Rows of box annotation data:
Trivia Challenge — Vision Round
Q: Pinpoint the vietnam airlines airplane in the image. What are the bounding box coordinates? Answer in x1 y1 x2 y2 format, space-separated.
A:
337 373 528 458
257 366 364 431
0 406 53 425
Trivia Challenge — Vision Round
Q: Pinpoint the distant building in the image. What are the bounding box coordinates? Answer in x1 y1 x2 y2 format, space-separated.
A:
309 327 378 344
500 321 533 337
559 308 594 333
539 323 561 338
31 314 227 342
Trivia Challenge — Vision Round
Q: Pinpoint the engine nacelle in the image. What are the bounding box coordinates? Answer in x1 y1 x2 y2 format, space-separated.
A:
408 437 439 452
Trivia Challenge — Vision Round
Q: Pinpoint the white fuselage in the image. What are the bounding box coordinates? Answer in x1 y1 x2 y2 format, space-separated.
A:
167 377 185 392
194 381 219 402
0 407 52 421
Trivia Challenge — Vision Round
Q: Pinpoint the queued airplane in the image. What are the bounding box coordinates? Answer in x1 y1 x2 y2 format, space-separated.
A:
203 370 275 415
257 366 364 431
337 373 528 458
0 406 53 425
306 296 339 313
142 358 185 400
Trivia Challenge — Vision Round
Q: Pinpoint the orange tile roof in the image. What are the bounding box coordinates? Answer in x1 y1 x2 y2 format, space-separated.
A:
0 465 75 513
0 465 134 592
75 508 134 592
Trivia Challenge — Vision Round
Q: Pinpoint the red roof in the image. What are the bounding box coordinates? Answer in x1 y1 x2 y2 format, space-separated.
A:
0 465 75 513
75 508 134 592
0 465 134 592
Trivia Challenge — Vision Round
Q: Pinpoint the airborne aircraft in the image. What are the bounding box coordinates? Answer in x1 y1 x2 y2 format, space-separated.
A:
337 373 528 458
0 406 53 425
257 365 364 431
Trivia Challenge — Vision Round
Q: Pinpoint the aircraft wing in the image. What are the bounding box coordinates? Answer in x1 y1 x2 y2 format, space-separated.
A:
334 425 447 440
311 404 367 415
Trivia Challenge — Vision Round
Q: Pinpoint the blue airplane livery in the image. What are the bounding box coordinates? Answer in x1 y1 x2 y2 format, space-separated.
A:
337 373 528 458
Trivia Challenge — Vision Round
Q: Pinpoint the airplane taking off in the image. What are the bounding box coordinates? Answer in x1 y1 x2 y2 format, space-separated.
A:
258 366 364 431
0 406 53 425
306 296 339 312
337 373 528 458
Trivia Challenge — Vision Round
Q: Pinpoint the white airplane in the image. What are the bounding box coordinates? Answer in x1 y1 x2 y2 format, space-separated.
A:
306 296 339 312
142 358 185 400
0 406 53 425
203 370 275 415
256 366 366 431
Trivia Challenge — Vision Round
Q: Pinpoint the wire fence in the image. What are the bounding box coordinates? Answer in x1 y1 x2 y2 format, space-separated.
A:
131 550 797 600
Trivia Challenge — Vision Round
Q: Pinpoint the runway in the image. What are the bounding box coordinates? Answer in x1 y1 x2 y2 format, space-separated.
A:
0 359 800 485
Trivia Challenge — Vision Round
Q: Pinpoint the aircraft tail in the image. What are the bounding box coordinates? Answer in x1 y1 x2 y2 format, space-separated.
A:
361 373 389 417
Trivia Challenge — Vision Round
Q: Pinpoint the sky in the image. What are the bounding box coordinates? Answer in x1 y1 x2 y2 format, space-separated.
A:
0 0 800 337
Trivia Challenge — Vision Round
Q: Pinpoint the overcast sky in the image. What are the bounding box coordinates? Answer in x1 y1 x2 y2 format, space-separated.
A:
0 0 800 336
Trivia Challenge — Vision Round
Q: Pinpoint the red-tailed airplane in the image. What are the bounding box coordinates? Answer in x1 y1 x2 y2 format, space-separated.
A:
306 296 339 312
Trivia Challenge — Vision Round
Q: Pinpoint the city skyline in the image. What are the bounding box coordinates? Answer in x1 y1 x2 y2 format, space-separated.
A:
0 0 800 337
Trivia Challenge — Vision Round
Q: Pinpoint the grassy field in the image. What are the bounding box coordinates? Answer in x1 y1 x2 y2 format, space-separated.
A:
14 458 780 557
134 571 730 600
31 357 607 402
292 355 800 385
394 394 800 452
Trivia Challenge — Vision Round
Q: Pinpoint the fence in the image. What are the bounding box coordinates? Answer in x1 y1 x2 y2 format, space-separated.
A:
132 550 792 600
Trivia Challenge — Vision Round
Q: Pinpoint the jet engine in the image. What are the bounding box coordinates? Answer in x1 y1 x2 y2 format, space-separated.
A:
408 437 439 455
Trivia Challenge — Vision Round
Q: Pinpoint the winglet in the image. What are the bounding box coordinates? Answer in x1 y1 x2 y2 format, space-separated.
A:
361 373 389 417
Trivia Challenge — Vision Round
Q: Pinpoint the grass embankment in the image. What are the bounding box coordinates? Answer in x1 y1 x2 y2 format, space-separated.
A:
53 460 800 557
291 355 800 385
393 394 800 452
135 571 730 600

Instruction:
Show each line from the entries above that contains the word "fence".

Result:
Q: Pinpoint the wire fence in the image. What are the bounding box coordinates? Answer in x1 y1 x2 y2 format, space-separated.
Q: Pinpoint the fence in the image. What are the bounding box coordinates? Answer in x1 y1 x2 y2 format, space-separated.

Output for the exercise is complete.